Problem to solve:
Print the entries exactly as they appear, and omit any images.

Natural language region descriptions

--------

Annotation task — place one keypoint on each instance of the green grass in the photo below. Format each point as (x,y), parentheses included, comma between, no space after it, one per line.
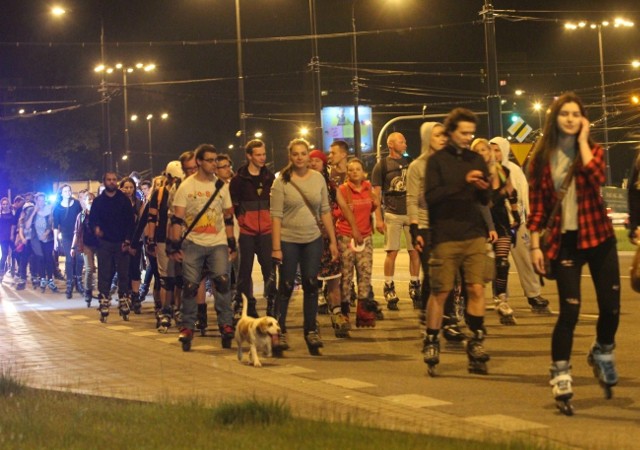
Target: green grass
(35,419)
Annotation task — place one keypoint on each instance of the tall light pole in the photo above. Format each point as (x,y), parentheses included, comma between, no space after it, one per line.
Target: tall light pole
(125,70)
(494,104)
(617,23)
(241,102)
(105,144)
(355,83)
(315,73)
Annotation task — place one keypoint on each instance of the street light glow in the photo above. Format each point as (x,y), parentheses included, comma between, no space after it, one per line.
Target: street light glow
(58,11)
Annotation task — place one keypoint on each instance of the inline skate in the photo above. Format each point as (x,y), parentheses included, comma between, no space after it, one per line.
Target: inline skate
(602,359)
(561,386)
(431,352)
(476,353)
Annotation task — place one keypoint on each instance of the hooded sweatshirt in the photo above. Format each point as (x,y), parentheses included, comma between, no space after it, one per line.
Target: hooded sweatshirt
(516,175)
(416,203)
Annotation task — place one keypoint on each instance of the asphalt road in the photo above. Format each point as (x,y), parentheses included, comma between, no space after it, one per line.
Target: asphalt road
(377,376)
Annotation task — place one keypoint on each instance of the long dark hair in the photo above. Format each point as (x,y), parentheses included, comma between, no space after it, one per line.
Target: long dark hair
(286,172)
(549,140)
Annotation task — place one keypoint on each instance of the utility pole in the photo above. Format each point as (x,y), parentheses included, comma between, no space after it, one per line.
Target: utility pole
(315,68)
(494,103)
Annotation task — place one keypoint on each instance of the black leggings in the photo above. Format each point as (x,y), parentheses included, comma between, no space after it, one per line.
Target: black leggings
(605,273)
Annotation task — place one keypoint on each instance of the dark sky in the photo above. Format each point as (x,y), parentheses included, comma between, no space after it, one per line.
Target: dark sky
(424,52)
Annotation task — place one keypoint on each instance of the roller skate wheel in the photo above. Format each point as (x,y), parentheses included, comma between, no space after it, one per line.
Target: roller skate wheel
(565,407)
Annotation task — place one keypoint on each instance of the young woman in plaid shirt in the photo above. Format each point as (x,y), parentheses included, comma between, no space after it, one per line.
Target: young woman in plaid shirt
(581,234)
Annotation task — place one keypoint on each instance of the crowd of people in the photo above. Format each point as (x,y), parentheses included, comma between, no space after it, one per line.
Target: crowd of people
(463,206)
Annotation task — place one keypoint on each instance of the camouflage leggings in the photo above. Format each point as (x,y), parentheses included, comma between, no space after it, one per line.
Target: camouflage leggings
(361,261)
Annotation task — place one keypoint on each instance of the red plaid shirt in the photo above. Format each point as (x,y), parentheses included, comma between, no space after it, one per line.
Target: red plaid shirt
(594,227)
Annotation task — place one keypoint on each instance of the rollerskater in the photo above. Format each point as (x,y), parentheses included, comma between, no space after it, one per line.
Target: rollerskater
(431,352)
(504,310)
(561,386)
(103,308)
(124,307)
(88,297)
(414,293)
(340,323)
(227,333)
(185,337)
(136,303)
(539,305)
(201,321)
(314,343)
(391,297)
(365,313)
(602,360)
(163,320)
(569,225)
(476,354)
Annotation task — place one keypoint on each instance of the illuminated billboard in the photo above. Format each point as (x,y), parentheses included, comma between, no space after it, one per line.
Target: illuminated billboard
(337,124)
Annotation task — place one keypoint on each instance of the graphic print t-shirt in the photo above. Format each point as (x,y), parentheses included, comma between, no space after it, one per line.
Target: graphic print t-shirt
(193,195)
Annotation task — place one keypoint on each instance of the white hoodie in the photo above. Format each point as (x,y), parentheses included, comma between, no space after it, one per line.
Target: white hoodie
(517,177)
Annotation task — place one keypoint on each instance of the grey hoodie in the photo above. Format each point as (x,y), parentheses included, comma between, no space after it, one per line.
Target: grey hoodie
(416,203)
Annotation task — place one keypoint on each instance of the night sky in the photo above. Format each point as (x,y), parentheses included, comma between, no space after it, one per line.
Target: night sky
(424,52)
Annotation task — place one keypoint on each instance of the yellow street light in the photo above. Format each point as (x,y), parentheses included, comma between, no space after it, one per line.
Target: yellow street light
(58,11)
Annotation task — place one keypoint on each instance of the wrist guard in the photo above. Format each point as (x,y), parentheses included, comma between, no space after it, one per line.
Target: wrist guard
(172,247)
(413,230)
(177,221)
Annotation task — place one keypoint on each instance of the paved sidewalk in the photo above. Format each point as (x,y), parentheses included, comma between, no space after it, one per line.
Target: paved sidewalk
(377,377)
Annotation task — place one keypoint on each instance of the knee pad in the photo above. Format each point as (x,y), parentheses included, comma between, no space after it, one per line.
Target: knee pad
(189,289)
(167,283)
(285,289)
(502,263)
(310,285)
(221,283)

--------

Output of the task:
Annotation task — place one keypoint on each instance of the green grass in the photo below. Format each point as (x,y), parentheses included, comma between, no space after it, one per line.
Target: green grass
(35,419)
Annotation task — place one keypoint on each instance of the tall light pole in the photo above. Format each point as (x,y), parentheses included, comma between, no space after it, one per line.
Target: tall light pole
(125,70)
(494,104)
(617,23)
(241,102)
(105,144)
(355,83)
(315,73)
Annotation task — place one keypoint on each instance of the street light glow in the photo above. Format each point as (x,y), parentheses included, comma between, no space after it, one per line.
Target: street light glow
(58,11)
Annotation task — place one keypoint on each instance of the inline skate in the photo above. Format each point as (x,y), parentheses included, comma between, no space after it, one per line.
Target: inline skate
(602,359)
(561,386)
(431,352)
(476,353)
Annotation task — place one keypoint on each instance of the hooded sweatshirt in the photo above. Format each point as (x,y), parentheses included, comma between, no space after it, one per line.
Target: hooded sweatshirt
(516,175)
(416,203)
Annotation task — place one keypoint on each instance of the asphalt road in the photo above. Format each point as (x,y), parentheses included, comma between, no space after it, one per line.
Target: asphalt road
(377,376)
Annotation task — place one keypoint on each instance of the long dark hair in the photo above. Format each point as (x,y), parentheses included, comma between, no space after it, one per line.
Target: long dark hair
(286,172)
(549,140)
Annotation task — place one keypoint on each instance of the utility pole in the photo above. Format each point as (x,y), parentheses included, comma between, no space after it, one per line.
Target: utility pole
(315,68)
(494,103)
Annotation task — place one keypoint on each instance of the black leggings in the photo above. Format each point as (x,y), parentheses included, comma between, no space after it, one per line.
Target: black leggings
(605,273)
Annotation task — place one keypoint on each instance of the dark sky in the photo above. Format each point as (x,y), parentheses included, comma between, no space after it, one per line.
Target: dark sky
(424,52)
Annotation task — place one keypoint on each instance of the roller skate wheel in the photo above. Format each point as (x,y), parentheses included, comma between, no space after it, one per line.
Target: roller skate wheel
(565,407)
Annotation task — place one keypoint on each instance of the young woman in plaid shirt in the photo above. Format each point as (x,y), parentheses included, comma between, no space after it, one per line.
Target: young woman in plaid shirt
(581,234)
Annotation task — place one keypoint on each instance of the crowd of people in the photo above. Format each point as (x,y), parentheses included, comma between, no space after it, one per line.
Target: crowd of people
(463,206)
Annotation task — place one keypoint on each instance of the camouflage leggings in the photo above. Format each point as (x,y), parentheses included, comma between, no space after it, one per line.
Target: camouflage leggings
(361,261)
Annotation task — place one keypoint on each instance of the red plaid shirt in the photo above. Format each point as (x,y), parentheses included, comma between, no space after it, one per line.
Target: red plaid shirt
(594,227)
Annotation task — place one keypoint on each instance of the rollerskater in the photo above. Format each point as (x,y), parentheses included, comma between, no space after it, one per line.
Target: rollerskater
(431,352)
(504,310)
(561,386)
(103,308)
(124,307)
(88,297)
(414,293)
(340,323)
(227,333)
(185,337)
(136,303)
(539,305)
(201,321)
(314,343)
(391,297)
(365,313)
(602,360)
(163,320)
(569,225)
(476,354)
Annotation task — place one keypoint on each instance of the illuminated billboard in the photo above. Format each point as (x,y), parentheses included, comma between, no space after it, one per line.
Target: illuminated billboard
(337,124)
Annotation task — place one keypoint on each instance of the graphic print t-shirt in the photo above. Format each point as (x,y), parentheses included, comma between, no space after it, one per line.
Target: graphic print t-shirt
(193,195)
Annotation task — place one keypoint on each instance of the white hoodie in the photo above. Format each point as (x,y), parentheses included, comma between, no space after it, one per line.
Target: white hoodie
(517,177)
Annotation task — place one keypoint on each instance of the grey hoodie in the photo above. Format each point as (x,y), parentheses included, comma between, no space after it, one per line.
Target: grey hoodie
(416,203)
Annotation task — place one keypoint on each instance of the night sky in the photo above. Format each point as (x,y), parentheses included, comma between, no space after it, one per line.
Target: night sky
(424,52)
Annotation task — place one keypoint on each instance of the yellow street light in the photo above. Format each point as (x,y), parentheses included, comma between, no space after it, one per line.
Target: yellow street light
(58,11)
Annotation task — place one keypoint on each instance of the wrist guard in the photo above. Format each point as (x,y), parentheses included, comma between, no space after it, one per line.
Target: wrist guard
(172,247)
(413,230)
(177,221)
Annotation task — place one keypoint on each instance of the paved sidewalk in the photo above. Format each point as (x,y), parentheses included, comma between, no space after it, one per line.
Target: paved sidewalk
(377,377)
Annotation task — place one keypoint on each instance of the knee pad in the photo above. Format each point as (x,y), parentheses included, comma between, no space after it, one per line.
Target: knee pad
(189,289)
(167,283)
(285,289)
(502,263)
(310,285)
(221,283)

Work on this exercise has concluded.